◆ **What to do**
Print the complete set of entries exactly.

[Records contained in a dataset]
--
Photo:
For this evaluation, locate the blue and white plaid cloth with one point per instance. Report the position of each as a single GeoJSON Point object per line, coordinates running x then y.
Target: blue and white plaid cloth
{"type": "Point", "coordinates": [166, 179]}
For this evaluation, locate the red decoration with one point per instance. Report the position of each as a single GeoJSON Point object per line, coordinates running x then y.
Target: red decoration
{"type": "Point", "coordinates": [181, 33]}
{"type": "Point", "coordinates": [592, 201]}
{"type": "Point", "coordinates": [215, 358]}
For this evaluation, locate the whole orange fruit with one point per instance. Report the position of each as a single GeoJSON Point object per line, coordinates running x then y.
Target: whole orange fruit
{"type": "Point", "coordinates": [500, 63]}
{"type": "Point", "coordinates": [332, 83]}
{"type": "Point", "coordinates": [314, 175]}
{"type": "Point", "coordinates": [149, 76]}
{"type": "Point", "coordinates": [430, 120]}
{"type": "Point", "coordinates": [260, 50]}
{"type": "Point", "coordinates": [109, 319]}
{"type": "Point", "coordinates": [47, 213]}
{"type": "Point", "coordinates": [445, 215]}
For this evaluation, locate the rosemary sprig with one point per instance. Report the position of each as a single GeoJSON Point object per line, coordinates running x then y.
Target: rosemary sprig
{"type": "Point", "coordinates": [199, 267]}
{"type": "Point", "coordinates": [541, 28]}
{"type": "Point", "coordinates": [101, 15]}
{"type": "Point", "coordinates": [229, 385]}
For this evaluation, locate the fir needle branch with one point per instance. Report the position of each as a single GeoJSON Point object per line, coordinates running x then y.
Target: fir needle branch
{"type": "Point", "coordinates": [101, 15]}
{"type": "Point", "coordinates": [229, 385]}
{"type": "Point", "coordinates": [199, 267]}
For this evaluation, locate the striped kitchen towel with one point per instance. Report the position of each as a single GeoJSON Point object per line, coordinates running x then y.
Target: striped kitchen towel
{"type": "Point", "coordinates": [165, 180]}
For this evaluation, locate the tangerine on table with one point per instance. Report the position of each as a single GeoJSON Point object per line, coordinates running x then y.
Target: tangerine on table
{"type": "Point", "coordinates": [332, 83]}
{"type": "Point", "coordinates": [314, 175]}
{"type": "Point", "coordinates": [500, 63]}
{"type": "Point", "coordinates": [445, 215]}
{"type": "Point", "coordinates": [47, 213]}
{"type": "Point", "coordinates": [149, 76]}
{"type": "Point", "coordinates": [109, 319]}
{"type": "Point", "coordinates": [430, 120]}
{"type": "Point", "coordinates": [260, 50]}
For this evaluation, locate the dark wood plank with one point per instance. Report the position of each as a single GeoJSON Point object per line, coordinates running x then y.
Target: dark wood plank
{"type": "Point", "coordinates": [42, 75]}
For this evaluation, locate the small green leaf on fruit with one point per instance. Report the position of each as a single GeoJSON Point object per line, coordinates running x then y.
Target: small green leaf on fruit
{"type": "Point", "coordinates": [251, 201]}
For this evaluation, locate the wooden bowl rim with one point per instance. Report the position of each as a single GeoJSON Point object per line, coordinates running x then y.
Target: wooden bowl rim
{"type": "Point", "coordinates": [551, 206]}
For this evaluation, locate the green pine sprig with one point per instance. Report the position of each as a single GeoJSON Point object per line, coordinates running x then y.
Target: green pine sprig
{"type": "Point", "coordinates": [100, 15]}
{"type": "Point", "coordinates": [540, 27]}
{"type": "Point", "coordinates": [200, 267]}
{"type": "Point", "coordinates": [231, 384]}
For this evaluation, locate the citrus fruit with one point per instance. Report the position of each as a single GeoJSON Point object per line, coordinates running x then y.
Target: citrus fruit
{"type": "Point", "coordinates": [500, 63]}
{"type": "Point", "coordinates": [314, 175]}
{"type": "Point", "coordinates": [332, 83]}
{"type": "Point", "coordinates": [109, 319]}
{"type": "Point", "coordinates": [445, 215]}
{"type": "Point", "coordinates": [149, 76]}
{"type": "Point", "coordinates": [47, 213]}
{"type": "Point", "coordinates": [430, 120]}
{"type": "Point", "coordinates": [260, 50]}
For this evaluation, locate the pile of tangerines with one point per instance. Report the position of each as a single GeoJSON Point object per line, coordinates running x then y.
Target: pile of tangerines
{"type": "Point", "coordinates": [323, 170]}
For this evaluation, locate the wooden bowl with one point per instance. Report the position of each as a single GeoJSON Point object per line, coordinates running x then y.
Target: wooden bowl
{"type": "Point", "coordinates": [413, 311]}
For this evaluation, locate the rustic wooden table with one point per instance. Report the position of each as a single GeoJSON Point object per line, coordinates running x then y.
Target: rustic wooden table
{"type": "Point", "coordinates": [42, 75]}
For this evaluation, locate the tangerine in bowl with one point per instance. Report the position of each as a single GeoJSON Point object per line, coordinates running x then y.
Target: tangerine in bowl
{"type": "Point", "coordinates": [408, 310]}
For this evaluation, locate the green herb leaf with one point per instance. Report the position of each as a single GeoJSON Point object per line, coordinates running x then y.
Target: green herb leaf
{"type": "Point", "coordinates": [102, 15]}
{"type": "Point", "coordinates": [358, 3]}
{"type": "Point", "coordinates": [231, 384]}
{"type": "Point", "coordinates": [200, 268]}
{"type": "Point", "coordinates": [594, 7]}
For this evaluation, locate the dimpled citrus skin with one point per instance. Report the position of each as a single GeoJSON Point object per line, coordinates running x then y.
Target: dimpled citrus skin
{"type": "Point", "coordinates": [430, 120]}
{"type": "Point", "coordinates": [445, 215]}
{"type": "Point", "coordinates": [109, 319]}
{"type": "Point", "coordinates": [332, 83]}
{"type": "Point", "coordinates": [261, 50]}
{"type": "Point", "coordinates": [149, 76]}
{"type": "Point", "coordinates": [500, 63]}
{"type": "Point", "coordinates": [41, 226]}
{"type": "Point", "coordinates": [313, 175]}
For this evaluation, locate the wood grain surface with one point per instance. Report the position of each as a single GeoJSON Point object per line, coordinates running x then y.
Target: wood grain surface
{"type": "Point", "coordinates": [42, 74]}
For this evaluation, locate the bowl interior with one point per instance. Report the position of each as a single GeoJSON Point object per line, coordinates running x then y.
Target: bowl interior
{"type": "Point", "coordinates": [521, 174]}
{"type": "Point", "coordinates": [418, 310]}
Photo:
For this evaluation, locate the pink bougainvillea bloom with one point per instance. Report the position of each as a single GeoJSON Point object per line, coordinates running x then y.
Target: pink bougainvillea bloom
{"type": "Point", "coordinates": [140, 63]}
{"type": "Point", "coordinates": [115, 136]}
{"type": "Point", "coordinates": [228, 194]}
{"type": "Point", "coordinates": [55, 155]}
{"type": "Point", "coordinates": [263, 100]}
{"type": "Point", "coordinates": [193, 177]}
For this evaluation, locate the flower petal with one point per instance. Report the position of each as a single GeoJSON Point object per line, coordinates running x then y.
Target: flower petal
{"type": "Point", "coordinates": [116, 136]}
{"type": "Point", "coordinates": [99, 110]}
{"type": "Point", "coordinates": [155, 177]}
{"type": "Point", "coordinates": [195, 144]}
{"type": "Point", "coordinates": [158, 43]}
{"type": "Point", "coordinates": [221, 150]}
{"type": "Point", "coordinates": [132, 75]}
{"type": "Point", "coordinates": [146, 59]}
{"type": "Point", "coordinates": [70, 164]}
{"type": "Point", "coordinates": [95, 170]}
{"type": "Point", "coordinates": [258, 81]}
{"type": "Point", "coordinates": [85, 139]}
--
◆ **Response below**
Photo:
For this evaluation, locate the blue and white plaid cloth with one point per instance. Report the position of each as a single GeoJSON Point object per line, coordinates running x then y.
Target: blue and white plaid cloth
{"type": "Point", "coordinates": [166, 179]}
For this evaluation, locate the red decoration with one point per instance. Report the position of each as a single GeoJSON Point object per line, coordinates running x then y.
Target: red decoration
{"type": "Point", "coordinates": [181, 33]}
{"type": "Point", "coordinates": [592, 201]}
{"type": "Point", "coordinates": [215, 358]}
For this evaluation, locate the whole orange fruit with one point per instance. Report the position of each as a single GeoJSON Point object per line, coordinates running x then y.
Target: whole orange fruit
{"type": "Point", "coordinates": [500, 63]}
{"type": "Point", "coordinates": [332, 83]}
{"type": "Point", "coordinates": [314, 175]}
{"type": "Point", "coordinates": [149, 76]}
{"type": "Point", "coordinates": [430, 120]}
{"type": "Point", "coordinates": [260, 50]}
{"type": "Point", "coordinates": [109, 319]}
{"type": "Point", "coordinates": [47, 213]}
{"type": "Point", "coordinates": [445, 215]}
For this evaluation, locate the rosemary sprig with one point per instance. Report the position of each as a single GeoJSON Point object per line, coordinates running x then y.
Target: rosemary sprig
{"type": "Point", "coordinates": [199, 267]}
{"type": "Point", "coordinates": [541, 28]}
{"type": "Point", "coordinates": [101, 15]}
{"type": "Point", "coordinates": [229, 385]}
For this evaluation, locate the fir needle branch with one point per instance. Report the position of each as a single GeoJSON Point object per line, coordinates running x then y.
Target: fir needle branch
{"type": "Point", "coordinates": [101, 15]}
{"type": "Point", "coordinates": [229, 385]}
{"type": "Point", "coordinates": [199, 267]}
For this evaluation, locate the striped kitchen towel with one point per instance. Report the position of each as a single GeoJSON Point object per line, coordinates running x then y.
Target: striped kitchen towel
{"type": "Point", "coordinates": [165, 180]}
For this evaluation, locate the tangerine on table with one point per instance. Report the position of each as a single GeoJSON Point object per line, coordinates running x then y.
Target: tangerine on table
{"type": "Point", "coordinates": [332, 83]}
{"type": "Point", "coordinates": [314, 175]}
{"type": "Point", "coordinates": [500, 63]}
{"type": "Point", "coordinates": [445, 215]}
{"type": "Point", "coordinates": [47, 213]}
{"type": "Point", "coordinates": [149, 76]}
{"type": "Point", "coordinates": [109, 319]}
{"type": "Point", "coordinates": [430, 120]}
{"type": "Point", "coordinates": [260, 50]}
For this evaluation, locate the dark wood plank with one point per instance. Report the position of each as a single GeoJSON Point object per line, coordinates running x then y.
Target: dark wood plank
{"type": "Point", "coordinates": [42, 75]}
For this evaluation, locate the small green leaf on fruit with one point per instance. Report the position of each as a single GeoJSON Point object per line, coordinates running x then y.
Target: small green leaf on fruit
{"type": "Point", "coordinates": [251, 201]}
For this evaluation, locate the wooden bowl rim with one point per instance. Report the position of each as a single GeoJSON Point object per line, coordinates running x then y.
Target: wooden bowl rim
{"type": "Point", "coordinates": [551, 206]}
For this evaluation, locate the green pine sprig with one point per instance. Report the position of each as a single GeoJSON Point object per line, coordinates running x then y.
Target: green pine sprig
{"type": "Point", "coordinates": [100, 15]}
{"type": "Point", "coordinates": [540, 27]}
{"type": "Point", "coordinates": [200, 267]}
{"type": "Point", "coordinates": [231, 384]}
For this evaluation, locate the citrus fruit with one point per instance. Report the position of each as a single GeoJSON Point object per line, coordinates running x then y.
Target: citrus fruit
{"type": "Point", "coordinates": [500, 63]}
{"type": "Point", "coordinates": [314, 175]}
{"type": "Point", "coordinates": [332, 83]}
{"type": "Point", "coordinates": [109, 319]}
{"type": "Point", "coordinates": [445, 215]}
{"type": "Point", "coordinates": [149, 76]}
{"type": "Point", "coordinates": [47, 213]}
{"type": "Point", "coordinates": [430, 120]}
{"type": "Point", "coordinates": [260, 50]}
For this evaluation, locate the pile of tangerines with one point per instance. Report the position of each as a single GeoJSON Point object per line, coordinates running x then y.
Target: pile of tangerines
{"type": "Point", "coordinates": [323, 170]}
For this evaluation, locate the wooden bowl with one point per instance. Report the position of each as a single GeoJSON Point object per line, coordinates running x then y.
Target: wooden bowl
{"type": "Point", "coordinates": [413, 311]}
For this evaluation, locate the rustic wooden table with one point per instance. Report the position of each as a single GeoJSON Point object per line, coordinates running x then y.
Target: rustic wooden table
{"type": "Point", "coordinates": [42, 75]}
For this evaluation, locate the tangerine in bowl with one point per instance. Report the position of each as a single GeoJSON Point object per line, coordinates running x then y.
Target: tangerine in bowl
{"type": "Point", "coordinates": [408, 310]}
For this evaluation, locate the green herb leaf with one point per instance. Report the position of each as a single GeoJSON Point object per line, coordinates running x then y.
Target: green herb leaf
{"type": "Point", "coordinates": [102, 15]}
{"type": "Point", "coordinates": [358, 3]}
{"type": "Point", "coordinates": [231, 384]}
{"type": "Point", "coordinates": [200, 268]}
{"type": "Point", "coordinates": [594, 7]}
For this evaluation, locate the dimpled citrus skin with one point per instance. Report the position of each as a single GeoJSON Point object per line, coordinates running x then y.
Target: dimpled citrus skin
{"type": "Point", "coordinates": [430, 120]}
{"type": "Point", "coordinates": [445, 215]}
{"type": "Point", "coordinates": [109, 319]}
{"type": "Point", "coordinates": [332, 83]}
{"type": "Point", "coordinates": [261, 50]}
{"type": "Point", "coordinates": [149, 76]}
{"type": "Point", "coordinates": [500, 63]}
{"type": "Point", "coordinates": [41, 226]}
{"type": "Point", "coordinates": [313, 175]}
For this evaluation, locate the wood grain surface with one point per instance. Report the position of each as a single GeoJSON Point object per line, coordinates running x then y.
Target: wood grain surface
{"type": "Point", "coordinates": [42, 74]}
For this evaluation, locate the bowl interior with one point per instance. Report the position of each as a single GeoJSON Point object per line, coordinates running x then y.
Target: bowl interior
{"type": "Point", "coordinates": [521, 174]}
{"type": "Point", "coordinates": [418, 310]}
Photo:
For this evaluation, locate the pink bougainvillea bloom with one point per instance. Report the position of each as a single GeoJSON Point object per line, coordinates running x then y.
Target: pink bougainvillea bloom
{"type": "Point", "coordinates": [140, 63]}
{"type": "Point", "coordinates": [115, 136]}
{"type": "Point", "coordinates": [228, 194]}
{"type": "Point", "coordinates": [55, 155]}
{"type": "Point", "coordinates": [263, 100]}
{"type": "Point", "coordinates": [193, 177]}
For this evaluation, locate the flower petal with one point per instance. Report the position of each as a single GeoJSON Point object per line, coordinates running x then y.
Target: flower petal
{"type": "Point", "coordinates": [116, 136]}
{"type": "Point", "coordinates": [99, 110]}
{"type": "Point", "coordinates": [155, 177]}
{"type": "Point", "coordinates": [195, 144]}
{"type": "Point", "coordinates": [158, 43]}
{"type": "Point", "coordinates": [221, 150]}
{"type": "Point", "coordinates": [132, 75]}
{"type": "Point", "coordinates": [146, 59]}
{"type": "Point", "coordinates": [70, 164]}
{"type": "Point", "coordinates": [95, 170]}
{"type": "Point", "coordinates": [258, 81]}
{"type": "Point", "coordinates": [85, 139]}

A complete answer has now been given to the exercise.